Once the line containing "Target: black saddle pad" is found, please set it down along with each following line, exactly, to the end of the material.

======

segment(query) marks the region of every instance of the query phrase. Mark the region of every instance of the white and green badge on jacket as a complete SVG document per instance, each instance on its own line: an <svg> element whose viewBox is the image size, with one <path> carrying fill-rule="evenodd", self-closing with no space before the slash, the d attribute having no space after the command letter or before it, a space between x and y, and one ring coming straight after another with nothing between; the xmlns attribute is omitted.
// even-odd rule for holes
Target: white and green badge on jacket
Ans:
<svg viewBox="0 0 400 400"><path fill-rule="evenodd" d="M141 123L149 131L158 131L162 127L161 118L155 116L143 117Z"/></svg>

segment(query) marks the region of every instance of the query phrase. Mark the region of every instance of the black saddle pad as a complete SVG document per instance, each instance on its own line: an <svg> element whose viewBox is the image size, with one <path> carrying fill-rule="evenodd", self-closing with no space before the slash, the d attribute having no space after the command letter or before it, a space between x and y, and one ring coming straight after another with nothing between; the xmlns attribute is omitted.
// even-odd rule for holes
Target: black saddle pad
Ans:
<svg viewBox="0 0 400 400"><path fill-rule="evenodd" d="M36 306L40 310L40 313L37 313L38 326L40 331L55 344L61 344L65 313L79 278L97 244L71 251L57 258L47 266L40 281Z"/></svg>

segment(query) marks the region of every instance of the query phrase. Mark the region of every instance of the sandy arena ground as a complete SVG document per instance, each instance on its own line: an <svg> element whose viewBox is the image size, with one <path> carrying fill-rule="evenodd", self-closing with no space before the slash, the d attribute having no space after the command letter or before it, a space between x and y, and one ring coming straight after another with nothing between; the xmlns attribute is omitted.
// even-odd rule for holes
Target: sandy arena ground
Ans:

======

*Written response*:
Target: black saddle pad
Ans:
<svg viewBox="0 0 400 400"><path fill-rule="evenodd" d="M36 306L40 310L40 313L37 313L38 326L40 331L55 344L61 344L65 313L79 278L97 244L71 251L57 258L47 266L40 281Z"/></svg>

segment(query) marks the region of every instance of the query phrase. Mark the region of every instance of the sandy arena ground as a complete SVG document per instance, each instance on its own line: an <svg> element whose viewBox is the image size, with one <path> carrying fill-rule="evenodd", self-closing with no space before the slash, the d attribute having no space after the command letter or before it, a space between x and y, and one ring coming straight after another with nothing between; the xmlns attribute is omitted.
// even-odd rule for holes
Target: sandy arena ground
Ans:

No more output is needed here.